> _WORK TO DO_: State how many lines in the data below contain the string "jersey", counting only matches with the same letter case. Give only the number.
== THE INPUT
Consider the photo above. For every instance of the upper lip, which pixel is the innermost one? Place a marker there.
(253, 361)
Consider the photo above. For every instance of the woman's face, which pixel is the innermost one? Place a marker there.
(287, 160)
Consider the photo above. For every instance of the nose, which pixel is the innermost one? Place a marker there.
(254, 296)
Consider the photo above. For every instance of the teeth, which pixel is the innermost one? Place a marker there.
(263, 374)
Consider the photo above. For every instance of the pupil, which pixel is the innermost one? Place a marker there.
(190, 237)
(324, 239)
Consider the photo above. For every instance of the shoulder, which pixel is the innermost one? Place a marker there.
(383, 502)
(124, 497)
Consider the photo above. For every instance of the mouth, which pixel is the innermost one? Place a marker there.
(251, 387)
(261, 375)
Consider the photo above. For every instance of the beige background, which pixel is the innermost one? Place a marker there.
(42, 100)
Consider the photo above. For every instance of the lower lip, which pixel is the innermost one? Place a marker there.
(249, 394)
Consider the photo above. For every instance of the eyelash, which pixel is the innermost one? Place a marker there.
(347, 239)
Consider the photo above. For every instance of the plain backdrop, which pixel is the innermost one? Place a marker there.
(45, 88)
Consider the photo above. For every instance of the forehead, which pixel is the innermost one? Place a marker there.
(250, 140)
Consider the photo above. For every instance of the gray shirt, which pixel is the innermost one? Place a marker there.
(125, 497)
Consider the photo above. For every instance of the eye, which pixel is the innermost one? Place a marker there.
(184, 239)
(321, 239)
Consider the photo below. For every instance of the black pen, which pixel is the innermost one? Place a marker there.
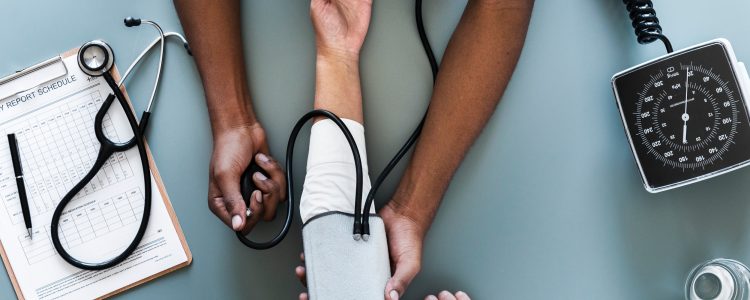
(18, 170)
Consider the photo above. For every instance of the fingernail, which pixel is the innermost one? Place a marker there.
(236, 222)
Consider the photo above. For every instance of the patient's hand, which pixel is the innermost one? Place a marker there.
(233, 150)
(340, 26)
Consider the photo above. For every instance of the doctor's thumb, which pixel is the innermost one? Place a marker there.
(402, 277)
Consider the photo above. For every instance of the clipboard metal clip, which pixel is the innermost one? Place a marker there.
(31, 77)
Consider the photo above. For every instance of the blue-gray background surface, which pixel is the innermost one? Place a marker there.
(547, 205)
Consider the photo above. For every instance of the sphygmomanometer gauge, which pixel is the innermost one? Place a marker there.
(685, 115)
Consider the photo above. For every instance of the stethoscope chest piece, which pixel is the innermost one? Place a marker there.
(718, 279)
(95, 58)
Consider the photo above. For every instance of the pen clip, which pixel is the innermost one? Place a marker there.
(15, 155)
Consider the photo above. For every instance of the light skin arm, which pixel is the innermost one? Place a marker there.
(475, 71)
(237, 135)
====
== THE INPUT
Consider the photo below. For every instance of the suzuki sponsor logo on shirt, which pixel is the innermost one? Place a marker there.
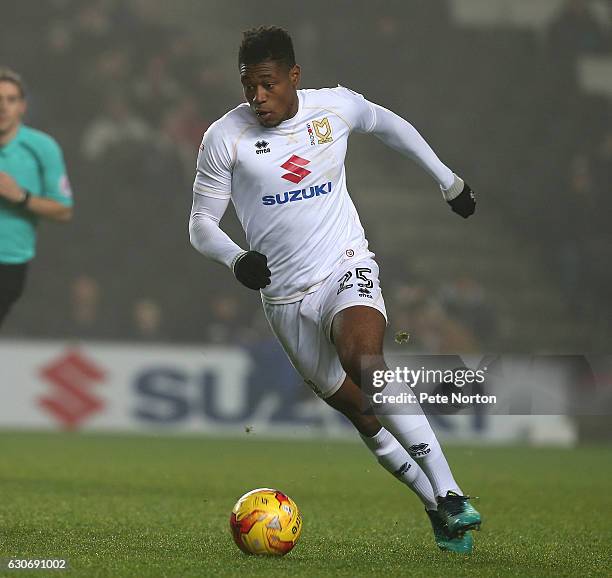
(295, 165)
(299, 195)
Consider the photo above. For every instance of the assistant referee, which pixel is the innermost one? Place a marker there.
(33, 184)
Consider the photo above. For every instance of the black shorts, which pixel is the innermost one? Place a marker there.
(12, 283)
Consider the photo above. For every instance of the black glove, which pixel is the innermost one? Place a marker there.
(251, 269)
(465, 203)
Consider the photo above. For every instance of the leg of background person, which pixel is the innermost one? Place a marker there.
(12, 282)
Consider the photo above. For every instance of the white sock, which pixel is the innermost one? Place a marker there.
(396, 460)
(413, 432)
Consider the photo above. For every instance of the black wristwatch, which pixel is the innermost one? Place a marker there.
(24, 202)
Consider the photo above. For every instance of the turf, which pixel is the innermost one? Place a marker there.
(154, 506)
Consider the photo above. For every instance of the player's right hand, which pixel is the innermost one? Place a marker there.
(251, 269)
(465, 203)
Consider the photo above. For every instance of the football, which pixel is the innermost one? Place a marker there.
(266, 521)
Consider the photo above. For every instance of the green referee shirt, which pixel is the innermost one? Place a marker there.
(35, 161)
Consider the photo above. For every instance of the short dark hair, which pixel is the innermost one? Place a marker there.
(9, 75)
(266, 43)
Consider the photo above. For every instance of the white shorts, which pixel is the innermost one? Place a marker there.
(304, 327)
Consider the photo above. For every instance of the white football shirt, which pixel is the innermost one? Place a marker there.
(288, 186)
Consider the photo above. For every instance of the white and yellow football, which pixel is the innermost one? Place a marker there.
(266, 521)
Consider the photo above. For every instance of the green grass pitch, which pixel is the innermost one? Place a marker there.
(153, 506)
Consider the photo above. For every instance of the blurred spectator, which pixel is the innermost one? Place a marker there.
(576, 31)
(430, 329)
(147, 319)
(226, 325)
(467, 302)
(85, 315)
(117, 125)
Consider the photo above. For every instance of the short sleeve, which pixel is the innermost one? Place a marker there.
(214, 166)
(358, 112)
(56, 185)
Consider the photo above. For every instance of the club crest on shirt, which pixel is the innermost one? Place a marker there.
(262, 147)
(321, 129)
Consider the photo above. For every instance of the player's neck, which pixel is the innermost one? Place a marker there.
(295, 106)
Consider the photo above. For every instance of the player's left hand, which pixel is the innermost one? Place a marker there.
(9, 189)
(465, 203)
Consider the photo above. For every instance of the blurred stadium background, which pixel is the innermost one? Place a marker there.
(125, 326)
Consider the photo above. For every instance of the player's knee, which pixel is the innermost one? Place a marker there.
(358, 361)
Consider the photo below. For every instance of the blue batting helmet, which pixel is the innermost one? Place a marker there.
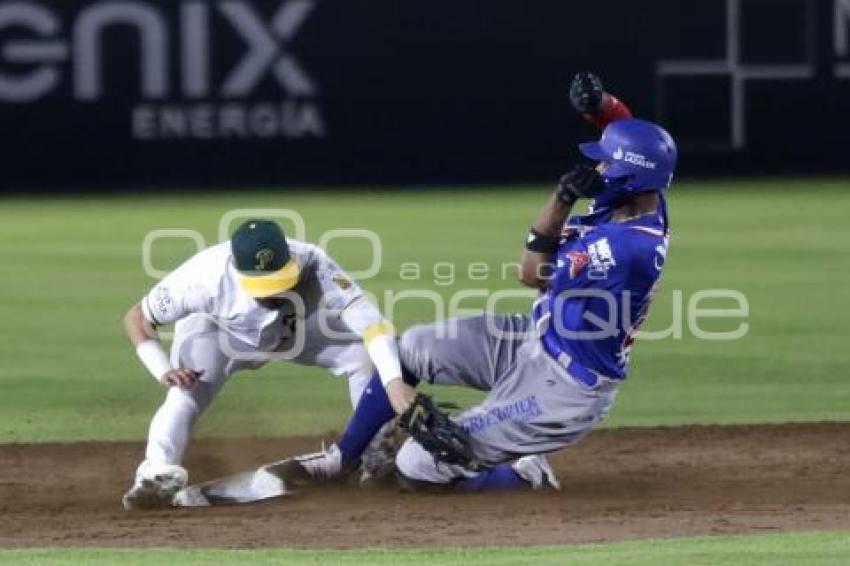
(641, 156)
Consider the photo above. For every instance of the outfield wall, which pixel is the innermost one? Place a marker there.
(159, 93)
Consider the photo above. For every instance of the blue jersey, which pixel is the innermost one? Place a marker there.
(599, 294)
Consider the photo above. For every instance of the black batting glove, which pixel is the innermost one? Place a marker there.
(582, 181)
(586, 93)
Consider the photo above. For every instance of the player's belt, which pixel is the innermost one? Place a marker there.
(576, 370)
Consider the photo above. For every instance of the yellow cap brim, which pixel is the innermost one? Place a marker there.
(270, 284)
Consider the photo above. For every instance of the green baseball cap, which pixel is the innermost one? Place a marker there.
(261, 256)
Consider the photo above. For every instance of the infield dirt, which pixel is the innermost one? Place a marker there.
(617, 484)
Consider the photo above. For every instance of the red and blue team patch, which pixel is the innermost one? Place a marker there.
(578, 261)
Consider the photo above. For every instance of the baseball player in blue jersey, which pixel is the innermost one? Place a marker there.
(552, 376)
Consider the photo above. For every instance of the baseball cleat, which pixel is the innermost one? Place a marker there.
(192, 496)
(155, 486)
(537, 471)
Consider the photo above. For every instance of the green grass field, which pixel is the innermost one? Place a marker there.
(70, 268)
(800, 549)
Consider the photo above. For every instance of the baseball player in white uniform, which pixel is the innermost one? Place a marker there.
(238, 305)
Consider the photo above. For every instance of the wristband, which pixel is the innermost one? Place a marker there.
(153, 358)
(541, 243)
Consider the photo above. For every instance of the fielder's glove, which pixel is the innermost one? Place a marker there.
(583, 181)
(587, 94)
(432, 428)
====
> _TASK RESPONSE_: 2